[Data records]
++++++
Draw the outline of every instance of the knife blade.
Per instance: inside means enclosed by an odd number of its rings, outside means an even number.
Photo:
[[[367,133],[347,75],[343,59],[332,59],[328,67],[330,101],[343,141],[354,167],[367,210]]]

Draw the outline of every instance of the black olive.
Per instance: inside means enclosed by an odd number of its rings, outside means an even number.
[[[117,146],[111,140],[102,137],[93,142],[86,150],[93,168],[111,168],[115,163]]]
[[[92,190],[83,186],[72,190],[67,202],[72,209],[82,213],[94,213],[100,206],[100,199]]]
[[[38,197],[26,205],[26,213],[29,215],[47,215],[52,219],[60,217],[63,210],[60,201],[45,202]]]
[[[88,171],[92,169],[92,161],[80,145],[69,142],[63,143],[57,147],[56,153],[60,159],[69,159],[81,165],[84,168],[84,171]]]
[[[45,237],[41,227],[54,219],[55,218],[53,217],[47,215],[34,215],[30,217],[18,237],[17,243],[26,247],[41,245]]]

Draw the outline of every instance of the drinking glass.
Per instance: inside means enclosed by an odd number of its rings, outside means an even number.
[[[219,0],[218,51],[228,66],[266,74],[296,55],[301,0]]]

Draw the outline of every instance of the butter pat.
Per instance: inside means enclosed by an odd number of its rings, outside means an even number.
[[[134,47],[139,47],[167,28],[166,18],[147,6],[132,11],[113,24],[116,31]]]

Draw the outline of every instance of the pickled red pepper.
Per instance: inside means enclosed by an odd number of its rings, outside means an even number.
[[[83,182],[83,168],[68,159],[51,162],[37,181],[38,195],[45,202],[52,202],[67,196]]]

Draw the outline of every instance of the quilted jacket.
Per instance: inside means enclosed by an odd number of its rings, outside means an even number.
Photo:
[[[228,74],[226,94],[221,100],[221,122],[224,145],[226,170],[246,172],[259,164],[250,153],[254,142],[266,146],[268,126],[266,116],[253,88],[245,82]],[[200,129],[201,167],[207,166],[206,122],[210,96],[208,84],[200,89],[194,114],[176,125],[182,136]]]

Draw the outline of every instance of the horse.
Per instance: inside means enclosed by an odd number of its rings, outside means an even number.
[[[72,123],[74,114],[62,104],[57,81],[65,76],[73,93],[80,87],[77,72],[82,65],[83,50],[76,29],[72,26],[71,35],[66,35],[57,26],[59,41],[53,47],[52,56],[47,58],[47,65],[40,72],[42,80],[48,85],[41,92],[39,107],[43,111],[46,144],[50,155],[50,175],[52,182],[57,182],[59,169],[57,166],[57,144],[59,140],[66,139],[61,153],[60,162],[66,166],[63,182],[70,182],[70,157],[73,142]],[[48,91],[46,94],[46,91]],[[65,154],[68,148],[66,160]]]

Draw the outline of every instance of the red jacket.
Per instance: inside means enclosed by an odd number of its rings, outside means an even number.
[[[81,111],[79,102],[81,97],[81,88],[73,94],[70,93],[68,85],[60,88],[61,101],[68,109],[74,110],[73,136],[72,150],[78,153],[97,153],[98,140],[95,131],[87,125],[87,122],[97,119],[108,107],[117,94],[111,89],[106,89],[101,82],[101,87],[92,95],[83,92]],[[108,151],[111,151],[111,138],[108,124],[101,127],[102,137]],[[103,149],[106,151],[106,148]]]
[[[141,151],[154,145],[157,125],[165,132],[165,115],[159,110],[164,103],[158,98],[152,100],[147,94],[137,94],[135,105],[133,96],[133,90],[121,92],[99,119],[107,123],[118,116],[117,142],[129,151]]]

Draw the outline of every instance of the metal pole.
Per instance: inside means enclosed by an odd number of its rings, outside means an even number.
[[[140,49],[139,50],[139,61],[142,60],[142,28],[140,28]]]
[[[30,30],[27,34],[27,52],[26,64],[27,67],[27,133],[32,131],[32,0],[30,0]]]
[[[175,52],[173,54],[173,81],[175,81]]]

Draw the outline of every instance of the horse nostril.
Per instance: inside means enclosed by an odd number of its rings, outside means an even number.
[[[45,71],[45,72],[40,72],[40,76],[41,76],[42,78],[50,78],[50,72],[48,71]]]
++++++
> _AIM OF THE EXERCISE_
Reproduce all of the records above word for word, changing nothing.

> _SOLUTION_
Draw the outline of every instance of the knife blade.
Per instance: inside means enclosed by an odd number of its rings, outside means an even number.
Photo:
[[[367,133],[347,75],[343,59],[332,59],[328,67],[330,101],[343,141],[354,167],[367,210]]]

Draw the outline of every instance of the black olive.
Per instance: inside means enclosed by an odd number of its rings, outside means an even number.
[[[117,146],[111,140],[102,137],[93,142],[86,150],[93,168],[111,168],[115,163]]]
[[[92,190],[83,186],[72,190],[67,202],[72,209],[82,213],[94,213],[100,206],[100,199]]]
[[[38,197],[26,205],[26,213],[29,215],[47,215],[52,219],[60,217],[63,210],[60,201],[45,202]]]
[[[88,171],[92,169],[92,161],[80,145],[69,142],[63,143],[57,147],[56,153],[60,159],[69,159],[81,165],[84,168],[84,171]]]
[[[45,237],[41,227],[54,219],[55,218],[53,217],[47,215],[34,215],[30,217],[18,237],[17,243],[26,247],[41,245]]]

Draw the outline of every instance of the drinking glass.
Per instance: inside means enclosed by an odd number of its rings, outside means an even number.
[[[219,0],[218,51],[228,66],[266,74],[296,55],[301,0]]]

Draw the outline of every instance of the butter pat.
Per instance: inside means enclosed by an odd number of its rings, outside means an even number.
[[[134,47],[139,47],[167,28],[166,18],[147,6],[132,11],[113,24],[116,31]]]

Draw the outline of every instance of the pickled red pepper.
Per instance: inside means enclosed by an odd number of its rings, outside means an even number.
[[[83,182],[83,168],[68,159],[51,162],[37,181],[38,195],[45,202],[52,202],[67,196]]]

Draw the outline of every instance of the quilted jacket.
Per instance: inside means enclosed by an odd number of its rings, outside means an even number.
Photo:
[[[228,74],[226,94],[221,100],[221,122],[224,145],[226,170],[246,172],[259,164],[250,153],[254,142],[266,146],[268,126],[266,116],[253,88],[245,82]],[[200,129],[201,167],[207,166],[206,122],[210,96],[208,84],[200,89],[194,114],[176,125],[182,136]]]

Draw the outline of every instance of the horse.
Per instance: inside means enclosed by an odd number of its rings, outside means an even number.
[[[72,123],[74,114],[62,104],[57,81],[65,76],[73,93],[80,87],[77,72],[82,65],[83,50],[76,29],[72,26],[71,35],[66,35],[57,26],[59,41],[53,47],[52,56],[47,58],[47,65],[40,72],[42,80],[48,85],[41,92],[39,107],[43,111],[46,144],[50,155],[50,175],[52,182],[57,182],[59,169],[57,166],[57,144],[59,140],[66,139],[61,153],[60,162],[66,166],[63,182],[70,182],[70,157],[73,142]],[[48,91],[46,94],[46,91]],[[65,154],[68,148],[66,160]]]

Draw the outline of every instance of the red jacket.
Per instance: inside means enclosed by an odd number of its rings, outside means an even number.
[[[81,111],[79,102],[81,97],[81,88],[73,94],[70,93],[68,85],[60,88],[61,101],[68,109],[74,110],[73,136],[72,150],[78,153],[97,153],[98,140],[95,131],[87,125],[87,122],[97,119],[108,107],[117,94],[111,89],[106,89],[101,82],[101,87],[92,95],[83,92]],[[108,151],[111,151],[111,138],[108,124],[101,127],[102,137]],[[103,149],[106,151],[106,148]]]
[[[141,151],[154,145],[157,125],[165,132],[165,115],[159,110],[164,103],[158,98],[152,100],[147,94],[137,94],[135,105],[133,96],[133,90],[121,92],[99,119],[107,123],[118,116],[117,142],[129,151]]]

Draw the outline of every instance of the metal pole.
Per instance: inside means enclosed by an odd number of its rings, outside means an even number.
[[[140,49],[139,50],[139,61],[142,60],[142,28],[140,28]]]
[[[30,30],[27,34],[27,52],[26,64],[27,67],[27,133],[32,131],[32,0],[30,0]]]
[[[175,52],[173,54],[173,81],[175,81]]]

Draw the outline of every instance of the horse nostril.
Per instance: inside means enclosed by an odd number of its rings, outside means an even number.
[[[45,71],[45,72],[40,72],[40,76],[41,76],[42,78],[50,78],[50,72],[48,71]]]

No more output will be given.